=== Aim ===
Please turn every line of the records below into a numbered list, skipping blank lines and leaving out the pictures.

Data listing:
* start *
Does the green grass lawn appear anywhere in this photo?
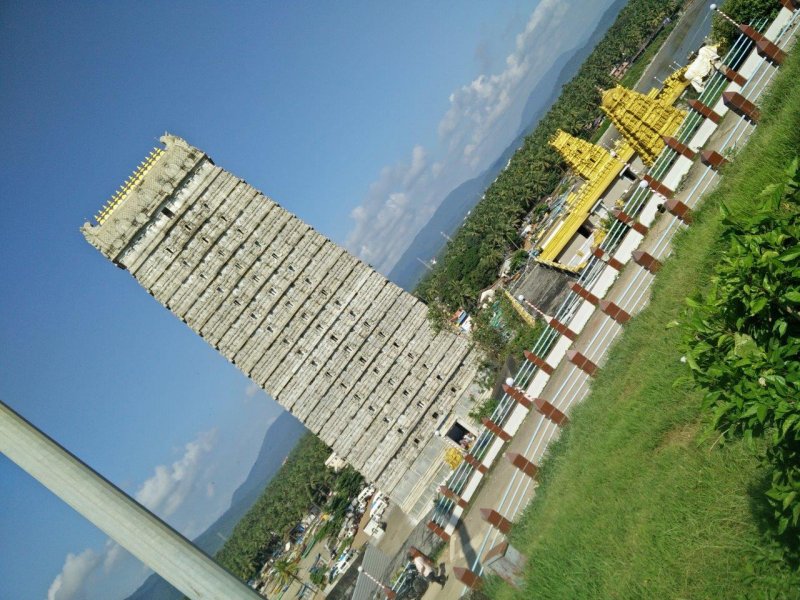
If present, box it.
[486,52,800,600]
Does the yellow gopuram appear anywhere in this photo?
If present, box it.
[600,67,689,165]
[536,67,689,272]
[537,129,632,271]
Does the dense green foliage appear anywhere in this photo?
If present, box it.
[216,434,363,580]
[416,0,682,311]
[686,160,800,540]
[487,43,800,600]
[470,295,542,419]
[711,0,781,51]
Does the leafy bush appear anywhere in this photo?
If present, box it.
[686,160,800,543]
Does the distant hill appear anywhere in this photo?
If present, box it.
[126,413,306,600]
[388,0,627,291]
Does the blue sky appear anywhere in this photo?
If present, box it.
[0,0,611,600]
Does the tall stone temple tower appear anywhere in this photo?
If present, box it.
[82,135,477,517]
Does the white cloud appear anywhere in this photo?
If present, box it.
* end *
=== The completed task ===
1. Does the green grass lawn appear anywhere in this photo?
2. If present, box it.
3. [486,52,800,600]
4. Does the yellow gopuram appear anywhere in this photo?
5. If present, box it.
6. [600,67,689,165]
7. [536,67,689,272]
8. [537,129,632,271]
9. Does the dense green foliage appear anywhere in this photo?
10. If present, box it.
11. [216,434,363,580]
12. [416,0,682,311]
13. [686,160,800,540]
14. [487,43,800,600]
15. [470,295,542,419]
16. [711,0,781,51]
17. Does the leafy bush appear anywhere in this photo?
18. If present, box it.
19. [686,160,800,543]
20. Does the distant hill appear anywhere in this photo?
21. If present, box it.
22. [126,413,306,600]
23. [388,0,627,291]
24. Does the blue sky appear anywhere in this photo?
25. If present, box it.
26. [0,0,611,600]
27. Does the tall stone temple tower appear anywhere in this photo?
28. If present, box it.
29. [82,135,477,517]
30. Does the white cloud appear anywhere in this photo?
31. If present, box it.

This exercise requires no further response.